# PROBLEM STATEMENT
In the records below, some lines hold the word "rough". Copy each of those lines.

# DATA

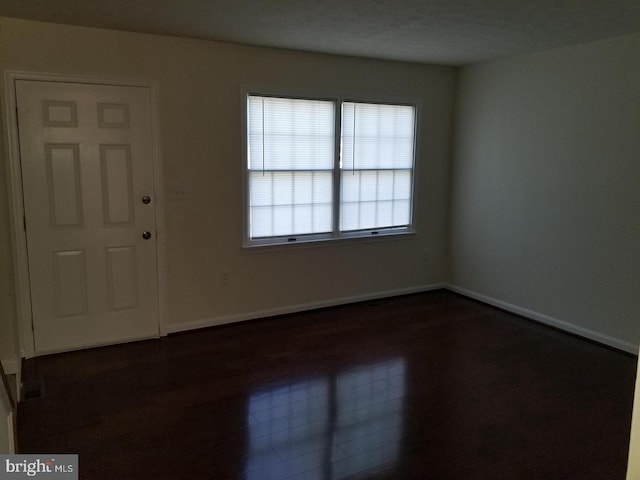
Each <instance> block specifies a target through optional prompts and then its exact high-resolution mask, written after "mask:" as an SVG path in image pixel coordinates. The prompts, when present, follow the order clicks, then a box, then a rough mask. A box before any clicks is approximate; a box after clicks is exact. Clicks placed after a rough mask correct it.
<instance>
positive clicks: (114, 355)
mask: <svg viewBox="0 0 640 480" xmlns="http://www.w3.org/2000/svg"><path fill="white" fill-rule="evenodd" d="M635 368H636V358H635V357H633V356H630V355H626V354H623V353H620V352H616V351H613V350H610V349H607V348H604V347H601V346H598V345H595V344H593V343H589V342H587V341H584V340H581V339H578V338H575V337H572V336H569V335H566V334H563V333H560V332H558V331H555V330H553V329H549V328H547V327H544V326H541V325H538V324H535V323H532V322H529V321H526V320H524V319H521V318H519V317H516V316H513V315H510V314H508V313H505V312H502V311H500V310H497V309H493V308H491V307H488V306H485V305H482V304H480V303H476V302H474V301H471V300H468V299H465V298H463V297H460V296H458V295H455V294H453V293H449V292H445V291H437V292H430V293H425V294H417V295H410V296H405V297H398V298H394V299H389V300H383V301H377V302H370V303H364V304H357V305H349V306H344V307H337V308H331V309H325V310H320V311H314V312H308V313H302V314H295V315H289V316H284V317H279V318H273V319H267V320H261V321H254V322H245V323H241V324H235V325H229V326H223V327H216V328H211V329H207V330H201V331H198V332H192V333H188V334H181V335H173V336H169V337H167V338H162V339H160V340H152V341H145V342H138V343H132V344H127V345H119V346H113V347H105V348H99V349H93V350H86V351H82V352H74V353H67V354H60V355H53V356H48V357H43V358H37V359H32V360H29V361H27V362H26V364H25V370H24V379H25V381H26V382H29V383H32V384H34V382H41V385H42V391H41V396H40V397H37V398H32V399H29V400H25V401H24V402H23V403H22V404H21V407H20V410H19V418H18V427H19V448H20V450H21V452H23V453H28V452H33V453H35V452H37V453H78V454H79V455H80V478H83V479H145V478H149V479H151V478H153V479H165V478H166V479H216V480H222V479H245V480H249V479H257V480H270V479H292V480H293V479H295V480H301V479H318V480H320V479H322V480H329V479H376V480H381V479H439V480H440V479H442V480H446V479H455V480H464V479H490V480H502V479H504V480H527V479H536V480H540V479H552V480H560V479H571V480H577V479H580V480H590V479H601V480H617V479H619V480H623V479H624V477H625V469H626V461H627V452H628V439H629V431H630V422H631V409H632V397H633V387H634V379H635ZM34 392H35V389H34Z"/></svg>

==

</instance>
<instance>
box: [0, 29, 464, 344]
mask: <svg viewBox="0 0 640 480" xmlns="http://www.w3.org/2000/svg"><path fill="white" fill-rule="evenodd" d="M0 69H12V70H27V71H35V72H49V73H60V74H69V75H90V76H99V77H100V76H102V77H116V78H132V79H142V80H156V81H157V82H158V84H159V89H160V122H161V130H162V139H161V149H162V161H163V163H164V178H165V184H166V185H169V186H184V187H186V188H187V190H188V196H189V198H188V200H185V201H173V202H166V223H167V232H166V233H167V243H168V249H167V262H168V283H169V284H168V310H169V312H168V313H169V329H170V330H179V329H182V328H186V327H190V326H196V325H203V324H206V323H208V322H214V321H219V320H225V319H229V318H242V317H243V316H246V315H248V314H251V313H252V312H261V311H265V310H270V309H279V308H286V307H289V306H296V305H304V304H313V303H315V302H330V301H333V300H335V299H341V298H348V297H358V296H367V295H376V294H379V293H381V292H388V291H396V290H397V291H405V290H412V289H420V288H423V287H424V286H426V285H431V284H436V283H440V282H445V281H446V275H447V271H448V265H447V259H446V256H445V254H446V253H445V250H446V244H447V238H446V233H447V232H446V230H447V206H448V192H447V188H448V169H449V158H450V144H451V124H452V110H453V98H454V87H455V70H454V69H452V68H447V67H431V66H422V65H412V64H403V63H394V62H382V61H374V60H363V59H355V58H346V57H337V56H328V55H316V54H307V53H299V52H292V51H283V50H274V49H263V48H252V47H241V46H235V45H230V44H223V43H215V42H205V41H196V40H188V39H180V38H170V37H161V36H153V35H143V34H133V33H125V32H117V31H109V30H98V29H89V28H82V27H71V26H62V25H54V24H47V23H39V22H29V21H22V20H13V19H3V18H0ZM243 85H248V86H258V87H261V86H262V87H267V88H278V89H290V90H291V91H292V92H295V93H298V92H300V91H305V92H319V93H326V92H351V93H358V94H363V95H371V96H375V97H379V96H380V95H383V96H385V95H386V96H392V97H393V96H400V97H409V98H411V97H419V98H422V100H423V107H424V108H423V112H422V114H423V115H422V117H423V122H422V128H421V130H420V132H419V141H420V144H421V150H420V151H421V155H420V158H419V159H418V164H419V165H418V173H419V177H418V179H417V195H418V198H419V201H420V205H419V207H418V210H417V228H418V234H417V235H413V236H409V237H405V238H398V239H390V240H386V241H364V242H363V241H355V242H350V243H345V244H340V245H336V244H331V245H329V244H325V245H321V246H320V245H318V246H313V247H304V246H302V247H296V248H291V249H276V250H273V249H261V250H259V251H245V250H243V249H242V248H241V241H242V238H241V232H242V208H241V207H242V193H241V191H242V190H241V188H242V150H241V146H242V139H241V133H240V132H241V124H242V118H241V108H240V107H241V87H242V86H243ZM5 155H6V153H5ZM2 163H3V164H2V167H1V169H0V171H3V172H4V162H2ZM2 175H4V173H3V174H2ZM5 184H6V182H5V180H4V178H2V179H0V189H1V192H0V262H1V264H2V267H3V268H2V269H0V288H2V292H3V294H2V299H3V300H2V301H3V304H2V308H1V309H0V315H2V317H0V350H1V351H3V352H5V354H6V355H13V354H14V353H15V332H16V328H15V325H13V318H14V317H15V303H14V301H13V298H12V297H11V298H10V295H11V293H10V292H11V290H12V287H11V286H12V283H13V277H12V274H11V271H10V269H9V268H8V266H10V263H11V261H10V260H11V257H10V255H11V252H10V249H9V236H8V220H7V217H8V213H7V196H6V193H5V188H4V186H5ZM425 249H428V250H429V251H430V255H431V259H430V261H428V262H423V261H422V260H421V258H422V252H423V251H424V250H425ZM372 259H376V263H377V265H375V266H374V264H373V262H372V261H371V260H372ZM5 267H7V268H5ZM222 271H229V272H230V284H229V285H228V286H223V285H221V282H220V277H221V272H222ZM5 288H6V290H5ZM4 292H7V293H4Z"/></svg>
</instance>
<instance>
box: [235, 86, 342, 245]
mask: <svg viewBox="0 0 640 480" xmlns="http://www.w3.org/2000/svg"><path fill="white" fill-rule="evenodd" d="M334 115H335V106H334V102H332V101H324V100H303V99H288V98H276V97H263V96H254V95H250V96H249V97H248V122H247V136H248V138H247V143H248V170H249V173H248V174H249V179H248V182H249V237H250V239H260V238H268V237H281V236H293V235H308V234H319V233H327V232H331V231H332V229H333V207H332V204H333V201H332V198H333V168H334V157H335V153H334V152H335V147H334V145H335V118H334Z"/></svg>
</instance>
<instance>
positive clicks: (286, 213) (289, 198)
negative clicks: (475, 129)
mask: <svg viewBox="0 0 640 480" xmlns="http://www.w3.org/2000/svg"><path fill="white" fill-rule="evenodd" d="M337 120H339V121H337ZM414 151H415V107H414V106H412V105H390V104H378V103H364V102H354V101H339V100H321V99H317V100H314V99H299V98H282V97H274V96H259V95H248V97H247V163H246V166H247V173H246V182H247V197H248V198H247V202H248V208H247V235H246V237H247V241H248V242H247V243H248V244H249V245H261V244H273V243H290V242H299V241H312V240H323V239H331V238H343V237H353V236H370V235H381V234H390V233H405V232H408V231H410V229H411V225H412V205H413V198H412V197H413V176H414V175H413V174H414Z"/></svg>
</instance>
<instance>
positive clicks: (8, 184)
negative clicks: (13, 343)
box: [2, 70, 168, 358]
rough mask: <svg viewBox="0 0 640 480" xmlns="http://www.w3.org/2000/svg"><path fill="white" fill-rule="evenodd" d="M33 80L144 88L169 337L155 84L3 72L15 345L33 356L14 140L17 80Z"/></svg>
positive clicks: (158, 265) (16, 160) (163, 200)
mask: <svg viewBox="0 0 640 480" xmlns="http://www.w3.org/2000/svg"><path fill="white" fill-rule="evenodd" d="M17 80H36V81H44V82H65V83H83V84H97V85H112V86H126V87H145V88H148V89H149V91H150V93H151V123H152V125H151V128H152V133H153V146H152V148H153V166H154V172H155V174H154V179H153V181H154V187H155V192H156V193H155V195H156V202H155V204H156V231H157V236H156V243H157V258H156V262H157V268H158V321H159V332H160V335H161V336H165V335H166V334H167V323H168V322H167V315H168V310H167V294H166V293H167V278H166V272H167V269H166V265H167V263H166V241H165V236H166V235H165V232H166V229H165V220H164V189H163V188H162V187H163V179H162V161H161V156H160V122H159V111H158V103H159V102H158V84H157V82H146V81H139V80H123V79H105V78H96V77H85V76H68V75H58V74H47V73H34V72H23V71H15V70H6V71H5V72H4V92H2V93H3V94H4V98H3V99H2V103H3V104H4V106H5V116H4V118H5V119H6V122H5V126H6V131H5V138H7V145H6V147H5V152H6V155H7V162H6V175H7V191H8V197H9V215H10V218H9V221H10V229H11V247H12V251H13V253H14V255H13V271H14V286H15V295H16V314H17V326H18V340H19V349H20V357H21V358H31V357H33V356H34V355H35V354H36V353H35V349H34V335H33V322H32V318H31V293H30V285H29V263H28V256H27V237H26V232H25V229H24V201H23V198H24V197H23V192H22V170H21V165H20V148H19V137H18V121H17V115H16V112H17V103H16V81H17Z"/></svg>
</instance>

# OUTPUT FOR THIS TASK
Each <instance> block specifies a target through optional prompts and then its exact high-resolution mask, written after "mask:" as an SVG path in image pixel coordinates. The prompts, when present, follow the order clicks, then a box, then a rough mask. A box before any clicks is approximate; a box after clicks is exact. Clicks placed after a rough mask correct it.
rough mask: <svg viewBox="0 0 640 480" xmlns="http://www.w3.org/2000/svg"><path fill="white" fill-rule="evenodd" d="M33 80L144 88L169 337L155 84L3 72L15 345L33 356L14 140L17 80Z"/></svg>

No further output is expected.